## DONNÉES FOURNIES
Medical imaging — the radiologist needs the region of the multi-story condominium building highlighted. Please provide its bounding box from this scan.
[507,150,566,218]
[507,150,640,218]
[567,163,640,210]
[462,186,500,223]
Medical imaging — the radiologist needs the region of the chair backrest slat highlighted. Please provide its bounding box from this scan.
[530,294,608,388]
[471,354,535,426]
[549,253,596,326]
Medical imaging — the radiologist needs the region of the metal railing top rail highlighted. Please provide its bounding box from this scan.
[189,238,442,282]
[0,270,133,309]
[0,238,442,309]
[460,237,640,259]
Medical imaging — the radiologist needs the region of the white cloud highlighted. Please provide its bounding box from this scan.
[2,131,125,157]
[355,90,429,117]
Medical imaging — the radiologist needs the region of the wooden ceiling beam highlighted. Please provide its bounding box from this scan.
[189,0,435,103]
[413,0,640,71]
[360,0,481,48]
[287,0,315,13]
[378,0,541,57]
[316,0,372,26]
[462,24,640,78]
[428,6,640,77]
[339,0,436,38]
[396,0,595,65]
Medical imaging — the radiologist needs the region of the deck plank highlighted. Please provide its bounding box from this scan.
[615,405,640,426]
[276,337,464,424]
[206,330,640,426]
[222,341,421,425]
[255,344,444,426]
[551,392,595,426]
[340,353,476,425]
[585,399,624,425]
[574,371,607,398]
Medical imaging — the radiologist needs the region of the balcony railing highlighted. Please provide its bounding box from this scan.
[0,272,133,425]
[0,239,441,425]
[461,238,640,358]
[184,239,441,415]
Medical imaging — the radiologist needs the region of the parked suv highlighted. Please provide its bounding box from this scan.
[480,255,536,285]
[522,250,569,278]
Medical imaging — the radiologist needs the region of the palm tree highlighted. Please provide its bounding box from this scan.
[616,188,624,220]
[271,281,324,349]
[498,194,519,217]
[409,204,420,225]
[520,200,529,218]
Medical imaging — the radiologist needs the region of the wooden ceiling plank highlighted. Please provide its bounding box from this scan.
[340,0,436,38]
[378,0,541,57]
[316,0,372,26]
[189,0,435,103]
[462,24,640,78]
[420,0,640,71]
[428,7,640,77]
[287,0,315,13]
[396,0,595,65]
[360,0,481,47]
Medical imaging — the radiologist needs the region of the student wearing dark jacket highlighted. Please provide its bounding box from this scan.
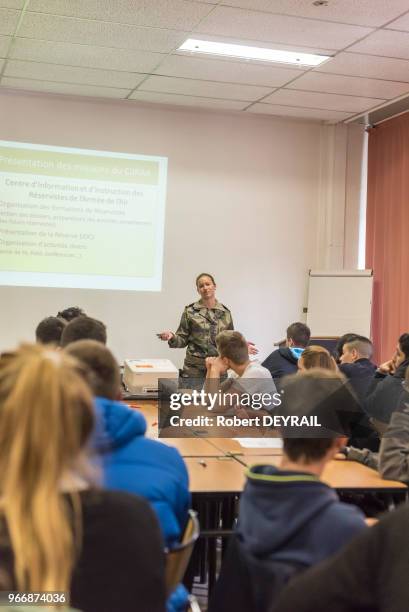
[364,333,409,427]
[261,323,311,379]
[209,369,366,612]
[338,335,379,451]
[272,506,409,612]
[339,336,376,403]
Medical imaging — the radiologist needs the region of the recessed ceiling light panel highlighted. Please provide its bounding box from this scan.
[178,38,330,66]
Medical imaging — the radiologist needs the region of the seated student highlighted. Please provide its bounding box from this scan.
[262,323,311,379]
[364,333,409,429]
[269,504,409,612]
[57,306,87,323]
[332,332,359,364]
[65,340,190,546]
[205,330,277,416]
[0,345,166,612]
[339,336,376,403]
[61,317,107,347]
[342,367,409,483]
[209,368,366,612]
[36,317,67,346]
[298,344,338,372]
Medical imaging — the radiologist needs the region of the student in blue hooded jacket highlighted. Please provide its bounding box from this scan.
[65,340,190,547]
[65,340,190,612]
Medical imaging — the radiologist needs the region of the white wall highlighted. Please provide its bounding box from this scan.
[0,92,345,365]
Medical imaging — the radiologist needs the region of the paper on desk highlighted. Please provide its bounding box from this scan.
[234,438,283,448]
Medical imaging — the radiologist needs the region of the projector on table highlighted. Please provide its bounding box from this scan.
[123,359,179,399]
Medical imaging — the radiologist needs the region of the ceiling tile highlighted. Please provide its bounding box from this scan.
[0,0,25,9]
[130,91,248,110]
[5,60,144,89]
[28,0,212,30]
[246,104,351,122]
[19,13,187,53]
[348,30,409,59]
[0,77,129,98]
[223,0,408,27]
[314,53,409,82]
[29,0,144,23]
[121,0,212,30]
[196,6,372,49]
[0,36,11,57]
[263,89,382,113]
[0,8,21,34]
[155,55,300,87]
[138,76,271,102]
[11,38,166,72]
[288,72,409,100]
[388,7,409,32]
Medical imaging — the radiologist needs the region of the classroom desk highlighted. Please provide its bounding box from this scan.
[223,455,407,495]
[185,456,245,495]
[202,438,283,457]
[158,438,224,459]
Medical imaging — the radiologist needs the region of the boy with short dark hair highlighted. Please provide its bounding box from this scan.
[61,316,107,347]
[339,336,376,403]
[209,368,366,612]
[35,317,67,346]
[262,322,311,380]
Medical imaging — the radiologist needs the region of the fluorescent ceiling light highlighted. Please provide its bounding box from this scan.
[178,38,331,66]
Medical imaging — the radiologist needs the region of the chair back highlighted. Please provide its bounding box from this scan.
[165,510,200,595]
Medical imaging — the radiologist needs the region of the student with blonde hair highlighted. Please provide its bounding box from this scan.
[0,345,165,612]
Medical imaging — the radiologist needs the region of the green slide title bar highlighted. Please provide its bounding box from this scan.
[0,146,159,185]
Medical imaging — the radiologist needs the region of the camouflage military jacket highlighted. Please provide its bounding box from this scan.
[169,301,234,360]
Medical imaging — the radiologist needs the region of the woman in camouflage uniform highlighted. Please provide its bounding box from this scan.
[159,273,234,378]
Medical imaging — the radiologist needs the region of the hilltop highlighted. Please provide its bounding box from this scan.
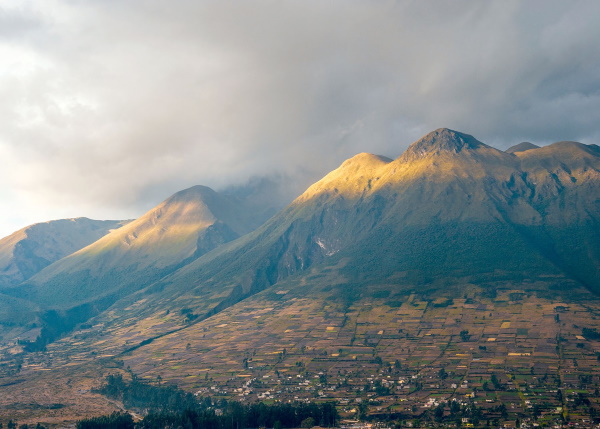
[0,129,600,424]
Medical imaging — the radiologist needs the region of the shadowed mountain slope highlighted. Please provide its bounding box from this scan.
[106,129,600,332]
[505,142,539,153]
[0,218,128,288]
[15,186,274,309]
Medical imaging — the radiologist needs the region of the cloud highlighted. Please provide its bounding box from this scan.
[0,0,600,233]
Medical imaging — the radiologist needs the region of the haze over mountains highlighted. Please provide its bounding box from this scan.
[0,129,600,422]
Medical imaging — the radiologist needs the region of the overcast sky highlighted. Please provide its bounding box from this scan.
[0,0,600,236]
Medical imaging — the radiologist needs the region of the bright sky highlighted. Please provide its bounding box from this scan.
[0,0,600,236]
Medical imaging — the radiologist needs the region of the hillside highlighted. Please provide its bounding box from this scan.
[1,129,600,421]
[0,218,128,289]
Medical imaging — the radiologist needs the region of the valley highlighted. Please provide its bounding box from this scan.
[0,129,600,427]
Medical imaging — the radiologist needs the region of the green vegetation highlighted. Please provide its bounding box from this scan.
[91,375,339,429]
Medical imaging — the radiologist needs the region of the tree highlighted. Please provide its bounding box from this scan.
[300,417,315,428]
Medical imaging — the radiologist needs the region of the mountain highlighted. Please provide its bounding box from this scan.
[37,129,600,360]
[131,129,600,314]
[505,142,539,153]
[0,129,600,421]
[15,186,276,310]
[0,218,128,289]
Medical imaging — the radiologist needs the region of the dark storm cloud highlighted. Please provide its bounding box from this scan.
[0,0,600,233]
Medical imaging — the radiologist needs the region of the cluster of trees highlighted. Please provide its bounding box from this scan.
[91,374,339,429]
[98,374,198,411]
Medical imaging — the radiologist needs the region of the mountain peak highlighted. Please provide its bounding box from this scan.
[505,142,540,153]
[405,128,485,158]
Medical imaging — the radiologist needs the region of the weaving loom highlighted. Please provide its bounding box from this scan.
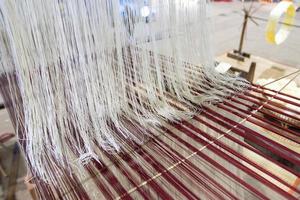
[0,0,300,200]
[1,56,300,199]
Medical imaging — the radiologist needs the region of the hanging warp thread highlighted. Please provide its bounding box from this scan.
[0,0,248,183]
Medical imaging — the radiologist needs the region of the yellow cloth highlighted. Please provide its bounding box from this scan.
[266,1,296,45]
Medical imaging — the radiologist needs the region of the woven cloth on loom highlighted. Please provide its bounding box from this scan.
[1,57,300,199]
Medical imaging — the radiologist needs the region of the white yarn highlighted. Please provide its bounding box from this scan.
[0,0,247,182]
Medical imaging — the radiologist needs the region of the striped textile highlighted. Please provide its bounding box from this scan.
[1,65,300,200]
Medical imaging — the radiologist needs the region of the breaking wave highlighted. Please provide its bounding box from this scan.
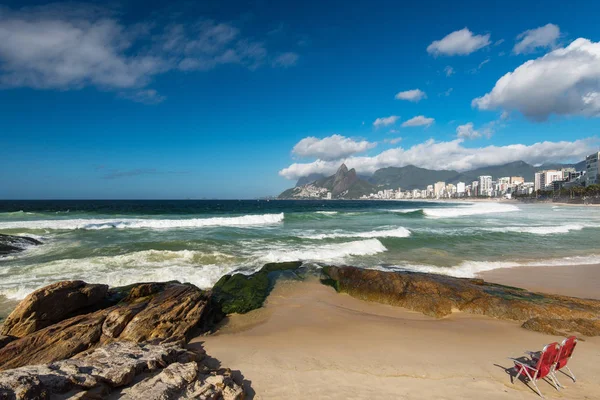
[300,227,410,239]
[260,239,387,262]
[377,255,600,278]
[423,203,520,218]
[0,213,284,230]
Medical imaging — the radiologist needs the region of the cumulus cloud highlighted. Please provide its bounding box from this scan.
[373,115,400,128]
[279,138,598,180]
[472,38,600,121]
[0,3,297,100]
[513,24,560,54]
[384,137,402,144]
[402,115,435,128]
[456,122,493,139]
[427,28,490,56]
[395,89,427,103]
[273,52,300,68]
[292,135,377,161]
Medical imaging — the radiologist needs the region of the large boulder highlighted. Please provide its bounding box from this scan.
[0,341,244,400]
[0,281,108,337]
[0,233,42,256]
[322,267,600,336]
[0,282,209,370]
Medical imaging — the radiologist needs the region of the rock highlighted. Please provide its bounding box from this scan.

## EXERCICE ÉCRIT
Présentez en CSV à deux colonnes, « texte » et « reponse », la partie de la liste allant du début jusqu'à la ligne contenant « [462,186,500,223] », incluse. Mettez chaque texte sur sa propre ligne avec ce qui lui répond, chaque champ entre guillemets et les retours à la ligne remplacés par des espaces.

## CORRIGÉ
texte,reponse
"Medical imaging — the radiologist needs the region of the multi-story condominium building highlighted. Please provide its bounding box from this scan.","[507,150,566,218] [507,150,640,218] [567,163,640,210] [462,186,500,223]"